## [WORKING DATA]
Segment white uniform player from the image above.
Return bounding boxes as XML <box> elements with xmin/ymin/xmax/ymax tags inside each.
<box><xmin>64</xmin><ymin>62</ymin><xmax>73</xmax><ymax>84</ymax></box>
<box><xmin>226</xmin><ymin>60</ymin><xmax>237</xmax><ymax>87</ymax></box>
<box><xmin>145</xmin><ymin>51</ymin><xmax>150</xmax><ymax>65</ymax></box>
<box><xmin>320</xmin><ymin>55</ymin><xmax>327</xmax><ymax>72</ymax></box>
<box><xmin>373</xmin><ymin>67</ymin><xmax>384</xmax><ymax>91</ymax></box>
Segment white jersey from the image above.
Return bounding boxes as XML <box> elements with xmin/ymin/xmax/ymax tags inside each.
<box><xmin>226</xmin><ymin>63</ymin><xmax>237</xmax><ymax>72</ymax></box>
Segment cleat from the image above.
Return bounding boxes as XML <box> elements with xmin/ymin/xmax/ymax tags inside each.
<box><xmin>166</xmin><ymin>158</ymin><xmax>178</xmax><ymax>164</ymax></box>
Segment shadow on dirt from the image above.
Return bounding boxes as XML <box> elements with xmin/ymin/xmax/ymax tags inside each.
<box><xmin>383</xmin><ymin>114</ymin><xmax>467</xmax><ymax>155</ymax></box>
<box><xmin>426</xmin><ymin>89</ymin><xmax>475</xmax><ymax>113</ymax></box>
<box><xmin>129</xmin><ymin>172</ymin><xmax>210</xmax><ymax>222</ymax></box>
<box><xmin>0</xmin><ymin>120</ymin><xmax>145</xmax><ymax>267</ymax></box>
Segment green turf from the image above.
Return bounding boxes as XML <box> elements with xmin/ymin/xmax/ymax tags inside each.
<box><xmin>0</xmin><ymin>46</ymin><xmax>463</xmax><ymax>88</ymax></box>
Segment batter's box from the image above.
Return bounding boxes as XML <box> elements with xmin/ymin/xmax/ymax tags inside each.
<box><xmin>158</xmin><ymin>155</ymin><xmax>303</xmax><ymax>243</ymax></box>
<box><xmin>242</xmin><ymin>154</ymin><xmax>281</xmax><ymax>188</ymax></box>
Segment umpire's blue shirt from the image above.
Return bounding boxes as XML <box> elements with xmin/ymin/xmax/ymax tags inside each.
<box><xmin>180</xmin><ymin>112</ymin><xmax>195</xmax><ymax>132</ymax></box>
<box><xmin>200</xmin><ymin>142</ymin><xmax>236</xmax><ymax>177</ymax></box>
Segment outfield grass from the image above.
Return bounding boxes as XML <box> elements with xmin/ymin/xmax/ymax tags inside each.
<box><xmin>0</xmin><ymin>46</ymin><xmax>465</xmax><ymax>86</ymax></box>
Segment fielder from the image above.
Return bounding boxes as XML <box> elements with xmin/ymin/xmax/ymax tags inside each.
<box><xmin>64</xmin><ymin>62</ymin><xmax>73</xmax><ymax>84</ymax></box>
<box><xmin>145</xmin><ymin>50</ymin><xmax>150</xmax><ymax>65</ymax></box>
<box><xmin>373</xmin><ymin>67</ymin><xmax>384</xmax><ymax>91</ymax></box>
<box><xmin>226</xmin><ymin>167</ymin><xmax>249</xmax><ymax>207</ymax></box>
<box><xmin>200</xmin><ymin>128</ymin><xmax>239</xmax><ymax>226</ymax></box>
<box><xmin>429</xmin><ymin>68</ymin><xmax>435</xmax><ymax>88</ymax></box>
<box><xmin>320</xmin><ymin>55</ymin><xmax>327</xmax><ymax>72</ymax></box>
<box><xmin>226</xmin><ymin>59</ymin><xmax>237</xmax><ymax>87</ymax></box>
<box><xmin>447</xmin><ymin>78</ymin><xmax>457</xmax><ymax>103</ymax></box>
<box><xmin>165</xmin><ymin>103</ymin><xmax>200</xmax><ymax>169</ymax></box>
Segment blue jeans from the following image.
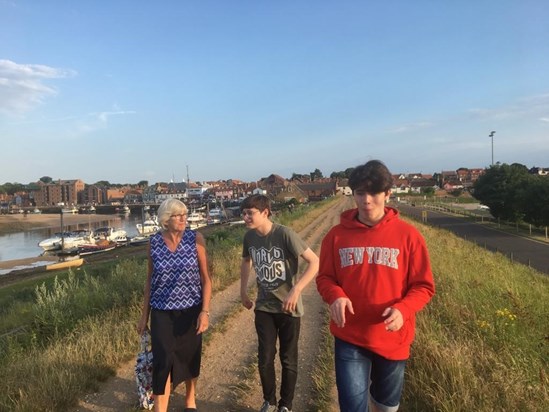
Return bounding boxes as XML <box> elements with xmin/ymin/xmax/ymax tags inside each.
<box><xmin>335</xmin><ymin>338</ymin><xmax>406</xmax><ymax>412</ymax></box>
<box><xmin>255</xmin><ymin>310</ymin><xmax>301</xmax><ymax>410</ymax></box>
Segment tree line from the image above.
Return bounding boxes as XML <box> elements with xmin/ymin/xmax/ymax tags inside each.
<box><xmin>472</xmin><ymin>163</ymin><xmax>549</xmax><ymax>227</ymax></box>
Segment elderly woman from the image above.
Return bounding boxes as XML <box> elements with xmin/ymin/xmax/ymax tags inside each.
<box><xmin>137</xmin><ymin>199</ymin><xmax>212</xmax><ymax>412</ymax></box>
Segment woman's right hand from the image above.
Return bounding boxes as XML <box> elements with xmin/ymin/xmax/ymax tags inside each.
<box><xmin>137</xmin><ymin>318</ymin><xmax>149</xmax><ymax>336</ymax></box>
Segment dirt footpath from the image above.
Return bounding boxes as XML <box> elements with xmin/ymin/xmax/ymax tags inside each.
<box><xmin>73</xmin><ymin>197</ymin><xmax>352</xmax><ymax>412</ymax></box>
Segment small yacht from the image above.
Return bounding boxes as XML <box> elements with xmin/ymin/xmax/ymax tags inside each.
<box><xmin>135</xmin><ymin>216</ymin><xmax>160</xmax><ymax>236</ymax></box>
<box><xmin>92</xmin><ymin>227</ymin><xmax>128</xmax><ymax>243</ymax></box>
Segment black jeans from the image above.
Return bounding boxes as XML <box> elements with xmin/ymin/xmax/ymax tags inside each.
<box><xmin>255</xmin><ymin>310</ymin><xmax>301</xmax><ymax>410</ymax></box>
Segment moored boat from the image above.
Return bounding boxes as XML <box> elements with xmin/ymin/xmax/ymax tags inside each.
<box><xmin>38</xmin><ymin>230</ymin><xmax>91</xmax><ymax>251</ymax></box>
<box><xmin>93</xmin><ymin>227</ymin><xmax>128</xmax><ymax>243</ymax></box>
<box><xmin>135</xmin><ymin>216</ymin><xmax>160</xmax><ymax>235</ymax></box>
<box><xmin>46</xmin><ymin>258</ymin><xmax>84</xmax><ymax>270</ymax></box>
<box><xmin>78</xmin><ymin>239</ymin><xmax>118</xmax><ymax>256</ymax></box>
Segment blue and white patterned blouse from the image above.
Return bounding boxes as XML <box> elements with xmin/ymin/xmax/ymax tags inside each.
<box><xmin>150</xmin><ymin>229</ymin><xmax>202</xmax><ymax>310</ymax></box>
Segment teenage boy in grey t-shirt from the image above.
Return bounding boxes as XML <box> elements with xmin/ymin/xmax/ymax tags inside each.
<box><xmin>240</xmin><ymin>195</ymin><xmax>318</xmax><ymax>412</ymax></box>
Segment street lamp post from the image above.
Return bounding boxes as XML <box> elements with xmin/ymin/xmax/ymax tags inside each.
<box><xmin>489</xmin><ymin>131</ymin><xmax>496</xmax><ymax>166</ymax></box>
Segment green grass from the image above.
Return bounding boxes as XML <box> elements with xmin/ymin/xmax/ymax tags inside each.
<box><xmin>404</xmin><ymin>226</ymin><xmax>549</xmax><ymax>411</ymax></box>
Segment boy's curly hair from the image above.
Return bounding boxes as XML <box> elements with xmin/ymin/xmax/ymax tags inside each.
<box><xmin>349</xmin><ymin>160</ymin><xmax>393</xmax><ymax>194</ymax></box>
<box><xmin>240</xmin><ymin>195</ymin><xmax>272</xmax><ymax>216</ymax></box>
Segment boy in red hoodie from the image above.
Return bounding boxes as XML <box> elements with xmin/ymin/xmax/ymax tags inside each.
<box><xmin>316</xmin><ymin>160</ymin><xmax>435</xmax><ymax>412</ymax></box>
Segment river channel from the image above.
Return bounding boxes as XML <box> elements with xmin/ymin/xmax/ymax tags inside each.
<box><xmin>0</xmin><ymin>215</ymin><xmax>141</xmax><ymax>262</ymax></box>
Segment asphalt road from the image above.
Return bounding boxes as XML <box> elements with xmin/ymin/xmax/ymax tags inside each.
<box><xmin>396</xmin><ymin>203</ymin><xmax>549</xmax><ymax>274</ymax></box>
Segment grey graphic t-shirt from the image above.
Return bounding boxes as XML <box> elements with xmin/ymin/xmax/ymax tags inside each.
<box><xmin>242</xmin><ymin>223</ymin><xmax>308</xmax><ymax>317</ymax></box>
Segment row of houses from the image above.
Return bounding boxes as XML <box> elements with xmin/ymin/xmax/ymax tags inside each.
<box><xmin>0</xmin><ymin>168</ymin><xmax>546</xmax><ymax>207</ymax></box>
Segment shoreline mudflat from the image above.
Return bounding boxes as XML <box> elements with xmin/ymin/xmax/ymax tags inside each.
<box><xmin>0</xmin><ymin>213</ymin><xmax>120</xmax><ymax>235</ymax></box>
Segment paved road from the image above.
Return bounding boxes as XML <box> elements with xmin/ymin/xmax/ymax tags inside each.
<box><xmin>396</xmin><ymin>204</ymin><xmax>549</xmax><ymax>274</ymax></box>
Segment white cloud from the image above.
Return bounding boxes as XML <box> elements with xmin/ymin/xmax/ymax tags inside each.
<box><xmin>469</xmin><ymin>93</ymin><xmax>549</xmax><ymax>121</ymax></box>
<box><xmin>388</xmin><ymin>122</ymin><xmax>433</xmax><ymax>133</ymax></box>
<box><xmin>0</xmin><ymin>59</ymin><xmax>75</xmax><ymax>115</ymax></box>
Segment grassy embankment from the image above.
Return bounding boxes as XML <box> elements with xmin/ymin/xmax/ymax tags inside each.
<box><xmin>0</xmin><ymin>198</ymin><xmax>334</xmax><ymax>411</ymax></box>
<box><xmin>315</xmin><ymin>216</ymin><xmax>549</xmax><ymax>412</ymax></box>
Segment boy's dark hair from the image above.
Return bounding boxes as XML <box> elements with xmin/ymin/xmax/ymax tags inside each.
<box><xmin>349</xmin><ymin>160</ymin><xmax>393</xmax><ymax>194</ymax></box>
<box><xmin>240</xmin><ymin>195</ymin><xmax>271</xmax><ymax>216</ymax></box>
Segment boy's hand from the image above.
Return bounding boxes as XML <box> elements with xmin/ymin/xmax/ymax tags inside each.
<box><xmin>282</xmin><ymin>288</ymin><xmax>299</xmax><ymax>313</ymax></box>
<box><xmin>330</xmin><ymin>298</ymin><xmax>355</xmax><ymax>328</ymax></box>
<box><xmin>240</xmin><ymin>295</ymin><xmax>254</xmax><ymax>309</ymax></box>
<box><xmin>381</xmin><ymin>308</ymin><xmax>404</xmax><ymax>332</ymax></box>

## [INSTRUCTIONS FOR THE TASK]
Retype, exactly and only, the lines running from the one with "Segment grassy embankment" through the final line of the listing above.

## [RESPONSE FOR THIS EXERCISE]
Segment grassy embankment from the image above.
Return bounding boxes as XML <box> elements with xmin/ymin/xmax/ymax tags inside each.
<box><xmin>0</xmin><ymin>198</ymin><xmax>334</xmax><ymax>411</ymax></box>
<box><xmin>315</xmin><ymin>216</ymin><xmax>549</xmax><ymax>412</ymax></box>
Segment boy's dark hair from the image above.
Return bounding boxes as XML <box> elements with xmin/ymin/xmax/ymax tags inside each.
<box><xmin>349</xmin><ymin>160</ymin><xmax>393</xmax><ymax>194</ymax></box>
<box><xmin>240</xmin><ymin>195</ymin><xmax>271</xmax><ymax>216</ymax></box>
Segment boy's hand from the image above.
Return bounding boxes as XML <box> elements with xmin/ymin/xmax/ymax tags inside each.
<box><xmin>282</xmin><ymin>288</ymin><xmax>299</xmax><ymax>313</ymax></box>
<box><xmin>330</xmin><ymin>298</ymin><xmax>355</xmax><ymax>328</ymax></box>
<box><xmin>240</xmin><ymin>295</ymin><xmax>254</xmax><ymax>309</ymax></box>
<box><xmin>381</xmin><ymin>308</ymin><xmax>404</xmax><ymax>332</ymax></box>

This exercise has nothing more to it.